[Текст]

Противостояние тоталитаристской политики национальной замкнутости — и искусства, в XX веке по самой своей природе тяготеющего к всемирности, казалось схваткой, исход которой предрешен: что сцена могла противопоставить власти? Однако искусство обнаруживало — часто нечувствительно для самого себя — волю к сопротивлению, способность если не победить, то хотя бы перехитрить, обойти всесильного врага, которого, впрочем, ощущало как врага чаще всего на уровне более глубоком, чем дневное сознание. Даже в самые тяжкие и глухие времена театральное развитие по обе стороны Занавеса было связано невидимыми, но прочными нитями, и при всех очевидных различиях и контрастах жизнь сценического искусства у нас и за рубежом подчинялась в главном общей логике: движение шло «здесь» и «там» по тем же ступеням, даже в области театрального стиля. То, что люди театра ничего или почти ничего не знали, как живет сцена по ту сторону границы, только доказывает непреодолимую силу коренной общности художественного развития.
Почему «Гамлет» Питера Брука и Пола Скофилда стал в нашей жизни чем-то большим, нежели только событие истории искусства? Сами англичане вовсе не считали этот спектакль шедевром, в Лондоне он имел довольно скромный успех. Нельзя объяснять триумф постановки в Москве только тем, что наша публика за годы оторванности от мира изголодалась по гостям «оттуда» и в приезде англичан увидела знак благодетельных перемен. Скорее, сам этот духовный голод, которым томилась Москва, парадоксальным образом сделал глаза ее более зоркими, а чувства — более тонкими, как это и бывает с изголодавшимися людьми. Московские зрители 1955 года сумели интуитивно почувствовать подлинную суть этого «Гамлета», услышать заключенную в нем весть. Теперь мы знаем, что «Гамлет» Брука—Скофилда нес в себе предчувствие театральной революции, которая произошла в Англии через несколько месяцев после московских гастролей труппы «Теннент», дававшей «Гамлета». Речь, понятно, идет о премьере «Оглянись во гневе» Осборна, начавшей новую эпоху в английском, а в каком-то смысле и во всем европейском театре. Бунт Гамлета—Скофилда был прологом к бунту «сердитого» Джимми Портера. Москва смогла — пусть смутно — ощутить обещание взрыва, скрытое в английском спектакле, и сумела сделать это потому, что почва театральных, и не только театральных, перемен была подготовлена и у нас. Через несколько месяцев после «Гамлета» на той же сцене филиала МХАТ, где играли англичане, Москва увидела первые спектакли Олега Ефремова — пролог к рождению «Современника»; суть жизненной философии и круг приемов театра Ефремова были удивительно близки идеям и поэтике «рассерженных»: и там, и здесь молодое поколение, отвергая самодовольную громогласность официозного искусства и казенный имперский «патриотизм» старших, искало свою правду в обращении к нелживым реальностям повседневной жизни и нравственной надежности юношеского гнева.
Так Россия открыла для себя Брука, а Брук — Россию. Так начался многолетний «театральный роман», долгая история «избирательного сродства» русской сцены и художника, искусство которого определило развитие мирового театра второй половины XX столетия. Так возникла одна из бесчисленных силовых линий, образующих великое поле театральной всемирности.

[Исходные данные]
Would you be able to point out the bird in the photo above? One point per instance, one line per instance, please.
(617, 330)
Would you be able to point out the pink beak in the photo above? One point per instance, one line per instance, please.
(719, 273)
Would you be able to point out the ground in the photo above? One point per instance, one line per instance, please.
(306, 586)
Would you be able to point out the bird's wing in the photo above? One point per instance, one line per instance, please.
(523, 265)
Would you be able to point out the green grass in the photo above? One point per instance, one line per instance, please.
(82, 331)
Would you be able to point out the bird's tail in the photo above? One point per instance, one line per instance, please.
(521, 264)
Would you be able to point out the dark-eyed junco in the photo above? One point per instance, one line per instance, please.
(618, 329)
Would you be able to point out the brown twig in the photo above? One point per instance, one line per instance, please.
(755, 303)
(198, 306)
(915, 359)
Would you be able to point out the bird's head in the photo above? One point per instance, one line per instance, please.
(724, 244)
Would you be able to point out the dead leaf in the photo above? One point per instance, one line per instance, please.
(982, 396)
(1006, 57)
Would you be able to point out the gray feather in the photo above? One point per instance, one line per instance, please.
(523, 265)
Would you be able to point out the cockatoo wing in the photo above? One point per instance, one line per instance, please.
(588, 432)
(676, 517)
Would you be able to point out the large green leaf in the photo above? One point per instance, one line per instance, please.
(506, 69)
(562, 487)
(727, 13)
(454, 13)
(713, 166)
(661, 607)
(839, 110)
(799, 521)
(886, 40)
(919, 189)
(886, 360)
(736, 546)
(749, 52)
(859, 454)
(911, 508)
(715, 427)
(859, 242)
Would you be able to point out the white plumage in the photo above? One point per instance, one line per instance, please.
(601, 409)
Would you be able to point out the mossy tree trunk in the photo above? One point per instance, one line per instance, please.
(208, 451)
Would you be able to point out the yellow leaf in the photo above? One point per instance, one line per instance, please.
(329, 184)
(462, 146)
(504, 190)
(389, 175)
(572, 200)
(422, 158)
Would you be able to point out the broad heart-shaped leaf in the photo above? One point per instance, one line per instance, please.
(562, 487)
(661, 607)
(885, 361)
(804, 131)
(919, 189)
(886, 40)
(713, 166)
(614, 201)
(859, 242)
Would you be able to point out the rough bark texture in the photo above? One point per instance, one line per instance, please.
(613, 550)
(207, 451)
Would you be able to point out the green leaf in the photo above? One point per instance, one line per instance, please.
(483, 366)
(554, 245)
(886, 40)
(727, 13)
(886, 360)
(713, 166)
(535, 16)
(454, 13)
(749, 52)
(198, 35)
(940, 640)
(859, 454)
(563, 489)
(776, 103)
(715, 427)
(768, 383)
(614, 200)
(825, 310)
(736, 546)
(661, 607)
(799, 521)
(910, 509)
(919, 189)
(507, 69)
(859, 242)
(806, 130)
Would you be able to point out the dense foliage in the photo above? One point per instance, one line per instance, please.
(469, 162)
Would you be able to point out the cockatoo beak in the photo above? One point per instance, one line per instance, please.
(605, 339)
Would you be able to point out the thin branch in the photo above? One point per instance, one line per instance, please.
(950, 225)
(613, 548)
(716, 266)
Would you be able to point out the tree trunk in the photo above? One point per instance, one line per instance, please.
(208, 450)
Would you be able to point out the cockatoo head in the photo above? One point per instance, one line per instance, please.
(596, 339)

[Части задания]
1. Перечислите все города и страны, упомянутые в тексте о Бруке.
2. Пожалуйста, продублируйте без изменений фрагмент текста о Бруке, который открывается словами «Так Россия открыла» и завершается словами «поле театральной всемирности.».
Строки выше никак не связаны с текстом о Бруке.

[Ответы по заданиям]
1. Лондон, Москва, Англия, Россия

2.
Так Россия открыла для себя Брука, а Брук — Россию. Так начался многолетний «театральный роман», долгая история «избирательного сродства» русской сцены и художника, искусство которого определило развитие мирового театра второй половины XX столетия. Так возникла одна из бесчисленных силовых линий, образующих великое поле театральной всемирности.